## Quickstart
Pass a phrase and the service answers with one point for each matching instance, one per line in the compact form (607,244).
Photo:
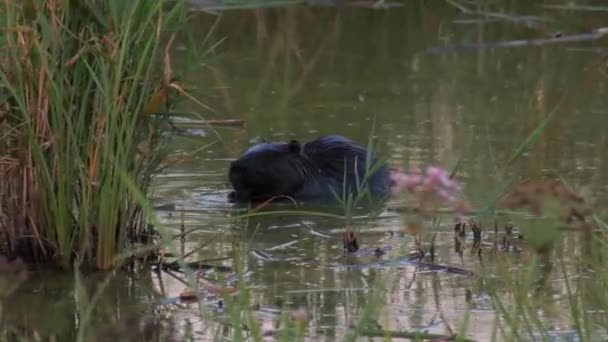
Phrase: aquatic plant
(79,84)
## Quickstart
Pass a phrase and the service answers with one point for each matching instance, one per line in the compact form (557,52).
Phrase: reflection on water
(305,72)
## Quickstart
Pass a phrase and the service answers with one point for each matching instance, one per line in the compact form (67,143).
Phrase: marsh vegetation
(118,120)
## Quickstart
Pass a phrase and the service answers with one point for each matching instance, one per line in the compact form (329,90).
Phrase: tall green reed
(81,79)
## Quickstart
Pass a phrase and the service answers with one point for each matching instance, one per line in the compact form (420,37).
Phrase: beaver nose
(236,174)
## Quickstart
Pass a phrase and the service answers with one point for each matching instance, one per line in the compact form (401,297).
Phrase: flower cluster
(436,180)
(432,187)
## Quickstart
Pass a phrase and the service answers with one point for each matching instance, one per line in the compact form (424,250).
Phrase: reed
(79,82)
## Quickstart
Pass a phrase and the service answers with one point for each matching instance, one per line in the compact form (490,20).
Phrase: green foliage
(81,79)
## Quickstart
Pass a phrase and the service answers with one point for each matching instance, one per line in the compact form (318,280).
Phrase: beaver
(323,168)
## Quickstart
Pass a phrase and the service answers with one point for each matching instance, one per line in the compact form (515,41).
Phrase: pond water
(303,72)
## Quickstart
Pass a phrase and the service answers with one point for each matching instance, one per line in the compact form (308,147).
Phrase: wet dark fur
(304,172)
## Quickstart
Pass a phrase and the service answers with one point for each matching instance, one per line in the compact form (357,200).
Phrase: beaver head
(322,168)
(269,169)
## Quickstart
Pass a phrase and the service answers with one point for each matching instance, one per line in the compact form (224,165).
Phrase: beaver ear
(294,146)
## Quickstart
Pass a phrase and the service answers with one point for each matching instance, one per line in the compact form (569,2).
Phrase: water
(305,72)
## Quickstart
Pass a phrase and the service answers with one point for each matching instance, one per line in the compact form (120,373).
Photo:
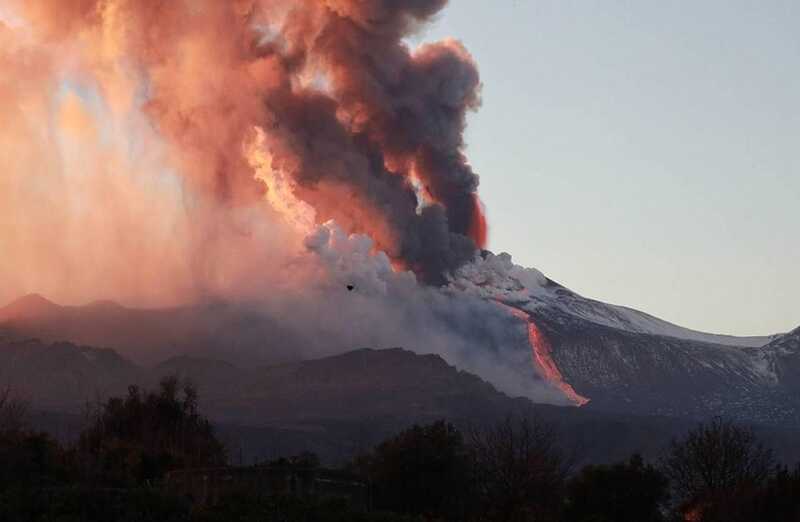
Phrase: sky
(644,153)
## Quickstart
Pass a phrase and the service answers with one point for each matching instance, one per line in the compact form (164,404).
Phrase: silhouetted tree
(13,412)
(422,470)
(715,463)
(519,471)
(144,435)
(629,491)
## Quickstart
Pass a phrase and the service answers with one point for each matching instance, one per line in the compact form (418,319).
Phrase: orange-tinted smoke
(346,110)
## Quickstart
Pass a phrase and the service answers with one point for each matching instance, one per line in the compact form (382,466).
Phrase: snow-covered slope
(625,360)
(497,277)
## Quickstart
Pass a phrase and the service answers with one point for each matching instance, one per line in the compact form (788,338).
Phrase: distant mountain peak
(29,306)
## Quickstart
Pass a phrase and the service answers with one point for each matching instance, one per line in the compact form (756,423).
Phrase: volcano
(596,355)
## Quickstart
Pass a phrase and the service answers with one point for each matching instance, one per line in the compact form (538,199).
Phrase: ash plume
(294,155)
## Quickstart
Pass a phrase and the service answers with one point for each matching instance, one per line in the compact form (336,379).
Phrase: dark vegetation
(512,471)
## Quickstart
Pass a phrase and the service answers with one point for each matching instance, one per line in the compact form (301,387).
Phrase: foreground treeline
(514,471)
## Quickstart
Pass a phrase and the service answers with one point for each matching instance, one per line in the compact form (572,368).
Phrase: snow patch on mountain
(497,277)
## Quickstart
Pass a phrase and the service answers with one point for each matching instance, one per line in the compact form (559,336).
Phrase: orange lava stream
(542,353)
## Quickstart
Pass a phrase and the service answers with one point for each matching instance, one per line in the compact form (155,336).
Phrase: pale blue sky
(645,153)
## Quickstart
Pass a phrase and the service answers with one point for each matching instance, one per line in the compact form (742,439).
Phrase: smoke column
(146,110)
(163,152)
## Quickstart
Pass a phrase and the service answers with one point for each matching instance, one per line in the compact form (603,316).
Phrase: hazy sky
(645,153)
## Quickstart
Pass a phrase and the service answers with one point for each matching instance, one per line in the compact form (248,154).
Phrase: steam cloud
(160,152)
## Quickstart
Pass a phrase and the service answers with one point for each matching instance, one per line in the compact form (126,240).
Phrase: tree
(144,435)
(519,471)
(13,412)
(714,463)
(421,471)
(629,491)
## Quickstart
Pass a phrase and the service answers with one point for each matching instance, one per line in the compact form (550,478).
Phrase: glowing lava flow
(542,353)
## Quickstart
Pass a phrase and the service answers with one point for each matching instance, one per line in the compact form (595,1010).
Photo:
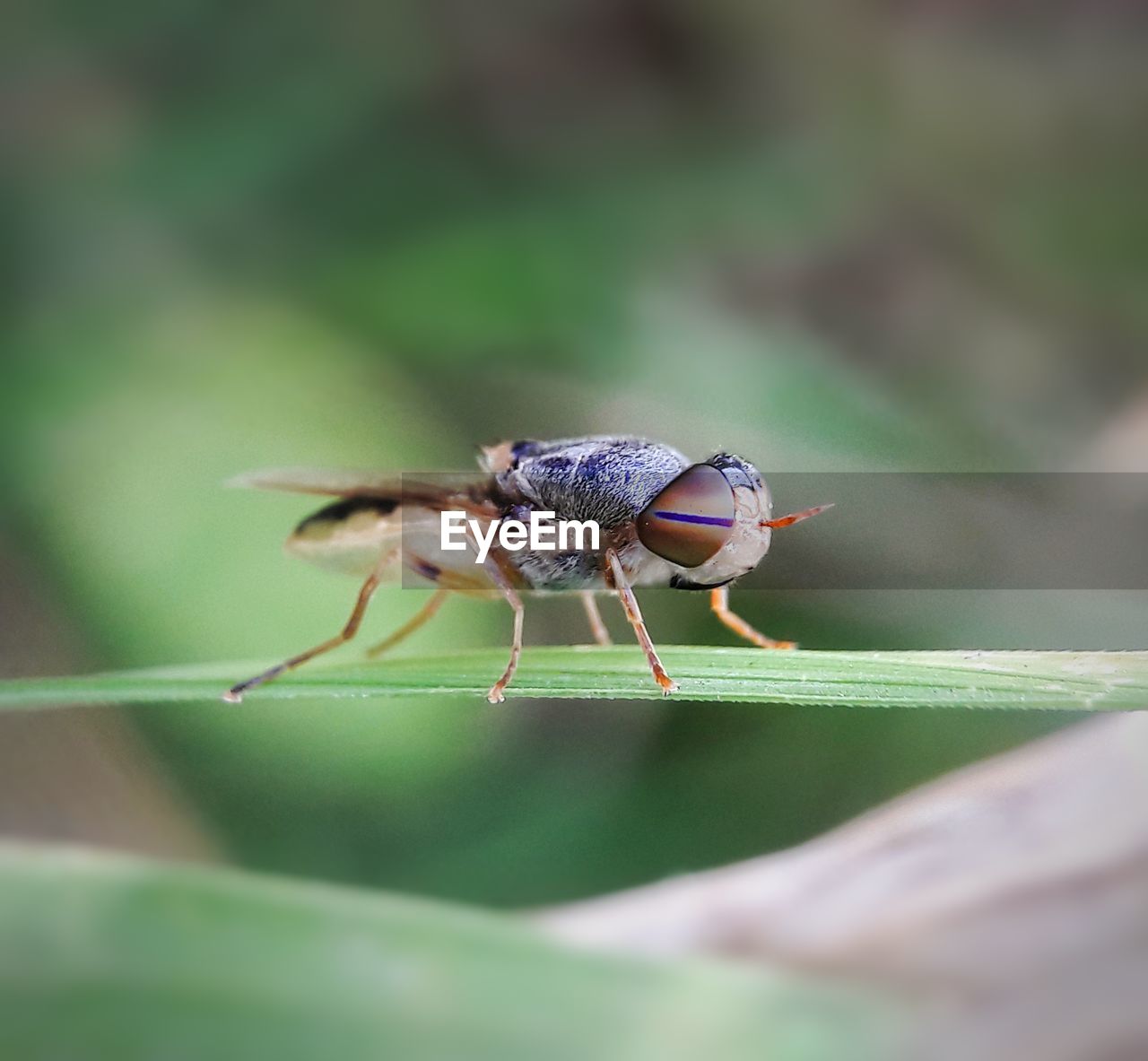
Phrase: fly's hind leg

——

* What you will do *
Would you retype the entries above in full, exactly as written, minus the pictures?

* Written answer *
## Quickstart
Pass a phrase and the service answers with one point for each matching instance, one per line in the compact form (607,244).
Photo:
Phrase: aquatic plant
(79,84)
## Quickstart
Pass a phrase and the service answers with one point for each matching instance, one per line in the compact form (557,52).
Phrase: reflection on water
(305,72)
## Quickstart
Pass a phrase and the service answers with one point for each matching instance, one per line in the compact form (67,143).
Phrase: marsh vegetation
(118,120)
## Quickstart
Pass a phrase and the service answers with one point for each matching instance, one per line in the compact form (329,90).
Phrase: tall green reed
(81,79)
## Quickstart
Pass a phrase and the service answers with one point for each matching instance, one per line in the compact form (420,37).
Phrase: beaver nose
(236,174)
## Quickstart
Pass a phrase and the service answers with one point for each matching instance, one per line in the compact form (401,297).
Phrase: flower cluster
(436,180)
(432,187)
## Quickstart
Pass a phrase and the service answers with one point for each matching instance, one per line in the compact form (424,250).
Phrase: reed
(79,82)
## Quickstart
Pass a phrase and the service answers with one point for each matching instance, one per line in the compact form (490,20).
Phrase: green foliage
(81,79)
## Quickstart
Pass a phrase and the service answers with one point for each matching instance, one per line in the compact form (318,280).
Phrase: beaver
(323,168)
## Quickstart
Pass a phrase and the service answers with one point for each matching instance, one per line in the compact form (515,41).
Phrase: pond water
(303,72)
## Quickstart
Pass a phrase and the service answers with one point for each matching instance, one per line in the compact form (308,147).
Phrase: wet dark fur
(304,172)
## Quickstart
Pass a phrase and the service answers with one point for each matching instance, one per line in the compact form (357,200).
Phrase: beaver head
(322,168)
(269,169)
## Quickstart
Pass a phrase and the service answers with one point for each matching instance, one per line in the compact form (224,165).
Phrase: beaver ear
(294,146)
## Quickstart
Pass a phrase and the service answers with one point for each matching instance, one per line in the compact form (569,2).
Phrase: water
(305,72)
## Quickstart
Pass a phrase and the service answers with one point for each matching instance, one per line in the compact form (120,373).
Photo:
Phrase: sky
(644,153)
## Quickstart
Pass a phrase and the service answers with one point for each matching instance, one per line in the compact form (164,404).
Phrase: silhouetted tree
(13,412)
(422,470)
(715,463)
(519,471)
(144,435)
(629,491)
## Quickstart
Pass a phrase and the service answers with one point for each matching instance, one per line in the compact form (418,319).
Phrase: orange-tinted smoke
(346,110)
## Quickstart
Pass a phrase and the service answers with one point for each matching instance, one per line in the compact form (382,466).
Phrase: snow-covered slope
(625,360)
(497,277)
## Quickstart
Pass a phrase and the service answers with one point for each matching instance, one per line in the compact form (788,338).
Phrase: distant mountain peak
(29,306)
## Quickstart
Pass a phrase and the service answers with one point for each matching instance, one per line in the compact form (756,423).
Phrase: volcano
(596,355)
## Quickstart
Pass a phrase and the service answers with one point for each matching instance, one per line in the compact form (538,199).
Phrase: ash plume
(294,155)
## Quickstart
Pass a phrase and the service answers with one point for each matching instance, one per line in the compact form (336,379).
Phrase: dark vegetation
(512,471)
## Quickstart
Pass a phrase and the service answers with one point for each matching instance, one per line in the compact form (301,387).
Phrase: foreground treeline
(514,471)
## Quickstart
Pass a phrase and the service answers with one point for each matching instance, one per line in the compact form (572,368).
Phrase: snow patch on mountain
(497,277)
## Quickstart
Pass a phrase and the service answers with one point for each matching instance, one per line in the compact form (559,336).
Phrase: orange lava stream
(542,353)
## Quickstart
Pass a phrase and the service answers with one point for each matching instance, one per line in the compact form (155,336).
Phrase: pale blue sky
(645,153)
## Quickstart
Pass a phrase and the service answers with one point for each matching instance, one per line in the compact form (742,439).
Phrase: smoke column
(146,110)
(163,152)
## Quickstart
Pass a phrase and the service answers with one point for each matching instance, one per line in the compact form (603,316).
Phrase: hazy sky
(645,153)
## Quickstart
Pass a phrase and the service answers with one point for each matching instance, one per line in the compact form (248,154).
Phrase: steam cloud
(160,152)
## Quickstart
Pass a phrase and the service answers with one point for each matching instance, one per line in the compact form (126,240).
Phrase: tree
(144,435)
(519,471)
(13,412)
(714,463)
(421,471)
(629,491)
## Quickstart
Pass a phrase and the service answers with one point for each matching instance, one per line in the compact form (550,478).
Phrase: glowing lava flow
(542,353)
## Quickstart
Pass a phrase and the service answers with one point for each matching instance, one per line in the compact form (595,1010).
Photo:
Phrase: fly's hind leg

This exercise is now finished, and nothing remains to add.